> [To do]
Render each line of the records below as a row in a Markdown table with the columns "Row" and "Line", numbering the rows in order and omitting blank lines.

> [Pointing records]
---+---

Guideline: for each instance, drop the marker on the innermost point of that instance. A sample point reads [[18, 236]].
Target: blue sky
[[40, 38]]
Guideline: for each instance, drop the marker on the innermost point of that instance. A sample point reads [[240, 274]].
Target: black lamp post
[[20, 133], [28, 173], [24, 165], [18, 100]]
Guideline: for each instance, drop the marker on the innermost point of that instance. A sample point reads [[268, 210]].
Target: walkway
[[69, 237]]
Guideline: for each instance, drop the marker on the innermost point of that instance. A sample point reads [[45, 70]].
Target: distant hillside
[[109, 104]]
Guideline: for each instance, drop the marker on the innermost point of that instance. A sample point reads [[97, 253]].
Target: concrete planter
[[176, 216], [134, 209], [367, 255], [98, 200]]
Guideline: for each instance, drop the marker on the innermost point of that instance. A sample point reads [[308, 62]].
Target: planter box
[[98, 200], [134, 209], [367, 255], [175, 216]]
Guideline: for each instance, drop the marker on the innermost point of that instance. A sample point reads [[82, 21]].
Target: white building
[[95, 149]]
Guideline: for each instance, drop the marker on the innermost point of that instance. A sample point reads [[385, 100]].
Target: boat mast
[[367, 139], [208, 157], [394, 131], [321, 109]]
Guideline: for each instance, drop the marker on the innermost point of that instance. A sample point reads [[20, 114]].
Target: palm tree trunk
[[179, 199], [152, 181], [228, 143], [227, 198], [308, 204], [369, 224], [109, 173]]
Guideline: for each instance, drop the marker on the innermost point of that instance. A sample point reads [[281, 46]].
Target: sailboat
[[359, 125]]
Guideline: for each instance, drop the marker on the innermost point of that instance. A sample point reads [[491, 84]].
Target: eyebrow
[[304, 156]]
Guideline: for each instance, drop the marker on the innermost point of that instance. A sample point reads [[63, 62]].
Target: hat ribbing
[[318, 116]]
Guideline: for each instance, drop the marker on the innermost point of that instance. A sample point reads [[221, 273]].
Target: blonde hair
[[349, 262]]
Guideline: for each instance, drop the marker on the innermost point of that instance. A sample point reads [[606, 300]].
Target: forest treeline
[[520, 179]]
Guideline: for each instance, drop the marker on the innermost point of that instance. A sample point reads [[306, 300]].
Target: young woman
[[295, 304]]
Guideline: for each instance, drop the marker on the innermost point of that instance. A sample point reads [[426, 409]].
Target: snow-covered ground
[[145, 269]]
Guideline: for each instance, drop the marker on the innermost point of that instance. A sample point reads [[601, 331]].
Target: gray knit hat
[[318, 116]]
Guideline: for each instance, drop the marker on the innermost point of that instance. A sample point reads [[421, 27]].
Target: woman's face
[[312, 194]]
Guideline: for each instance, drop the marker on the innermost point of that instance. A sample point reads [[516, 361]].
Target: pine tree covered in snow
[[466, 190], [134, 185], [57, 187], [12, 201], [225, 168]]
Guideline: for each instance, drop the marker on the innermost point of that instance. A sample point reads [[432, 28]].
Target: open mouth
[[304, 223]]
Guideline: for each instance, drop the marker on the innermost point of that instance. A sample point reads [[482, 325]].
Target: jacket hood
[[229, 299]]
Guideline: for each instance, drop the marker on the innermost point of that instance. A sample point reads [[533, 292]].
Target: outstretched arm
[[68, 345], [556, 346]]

---+---

> [Task solution]
| Row | Line |
|---|---|
| 1 | Guideline: for each instance, drop the marker on the innermost point of that instance. A sample point reads [[18, 236]]. |
| 2 | Target: blue sky |
| 3 | [[40, 38]] |
| 4 | Guideline: for each instance, drop the marker on the innermost point of that instance. A sample point reads [[240, 274]]. |
| 5 | Target: black lamp post |
| 6 | [[20, 133], [28, 173], [24, 165], [18, 100]] |
| 7 | Guideline: for each instance, drop the marker on the innermost point of that instance. A sample point reads [[268, 210]]. |
| 8 | Target: walkway |
| 9 | [[69, 237]] |
| 10 | Guideline: for each instance, drop the marker on the innermost point of that instance. A sample point reads [[45, 70]]. |
| 11 | Target: distant hillside |
| 12 | [[109, 104]] |
| 13 | Guideline: for each instance, drop the marker on the innermost point of that instance. A sample point reads [[97, 253]]. |
| 14 | Target: concrete planter |
| 15 | [[176, 216], [134, 209], [367, 255], [98, 200]] |
| 16 | Guideline: for each instance, drop the marker on the innermost point of that instance. A sample point reads [[308, 62]]. |
| 17 | Target: planter box |
| 18 | [[98, 200], [134, 209], [367, 255], [175, 216]] |
| 19 | Guideline: for each instance, drop the marker on the innermost point of that instance. A sample point reads [[82, 21]]. |
| 20 | Target: white building |
| 21 | [[95, 149]] |
| 22 | Guideline: for each instance, drop the marker on the innermost point of that instance. A sample point reads [[385, 100]]. |
| 23 | Target: boat mast |
| 24 | [[367, 139], [208, 157], [394, 131], [321, 109]] |
| 25 | Guideline: for each instance, drop the marker on the innermost point of that instance. A sample point reads [[20, 114]]. |
| 26 | Target: palm tree trunk |
| 27 | [[179, 199], [152, 181], [228, 143], [227, 198], [308, 204], [369, 224], [109, 173]] |
| 28 | Guideline: for each instance, drop the marker on the innermost point of that instance. A sample point reads [[281, 46]]. |
| 29 | Target: sailboat |
| 30 | [[359, 125]] |
| 31 | Guideline: for each instance, drop the marker on the innermost point of that instance. A sample point reads [[491, 84]]. |
| 32 | Target: eyebrow |
| 33 | [[304, 156]] |
| 34 | Guideline: for each instance, drop the marker on the innermost point of that instance. A sample point reads [[63, 62]]. |
| 35 | Target: hat ribbing |
| 36 | [[318, 116]] |
| 37 | Guideline: for each instance, drop the marker on the innermost point of that instance. A sample point reads [[221, 273]]. |
| 38 | Target: blonde hair |
| 39 | [[349, 262]] |
| 40 | Guideline: for each instance, drop the marker on the innermost point of that instance. A sample point reads [[606, 300]]. |
| 41 | Target: forest treeline |
| 42 | [[520, 179]] |
| 43 | Guideline: for each instance, drop the marker on the innermost point of that instance. A sample point reads [[306, 300]]. |
| 44 | Target: young woman |
| 45 | [[295, 304]] |
| 46 | Guideline: for each instance, drop the marker on the innermost point of that instance. A sample point reads [[426, 409]]. |
| 47 | Target: snow-covered ground |
| 48 | [[145, 269]] |
| 49 | Guideline: for each instance, drop the marker on the innermost point of that instance. A sample point reads [[601, 331]]. |
| 50 | Target: gray knit hat |
| 51 | [[318, 116]] |
| 52 | Guideline: for each instance, drop the marker on the innermost point of that instance. A sample point reads [[421, 27]]. |
| 53 | Target: woman's face |
| 54 | [[312, 194]] |
| 55 | Guideline: for each instance, drop the marker on the innermost point of that instance. A sample point reads [[516, 361]]. |
| 56 | Target: pine tree covered in snow |
| 57 | [[466, 190], [134, 185], [57, 187], [12, 201], [225, 168]] |
| 58 | Guideline: for each instance, drop the marker on the innermost point of that instance. A sample point reads [[432, 28]]. |
| 59 | Target: open mouth |
| 60 | [[304, 223]] |
| 61 | Guideline: for each instance, drop the marker on the innermost point of that instance. A sample point reads [[482, 325]]. |
| 62 | Target: jacket hood |
| 63 | [[229, 299]] |
| 64 | Guideline: for each instance, drop the marker on the innermost point of that instance. A sample point reads [[533, 292]]. |
| 65 | Target: outstretched arm |
| 66 | [[68, 345], [556, 346]] |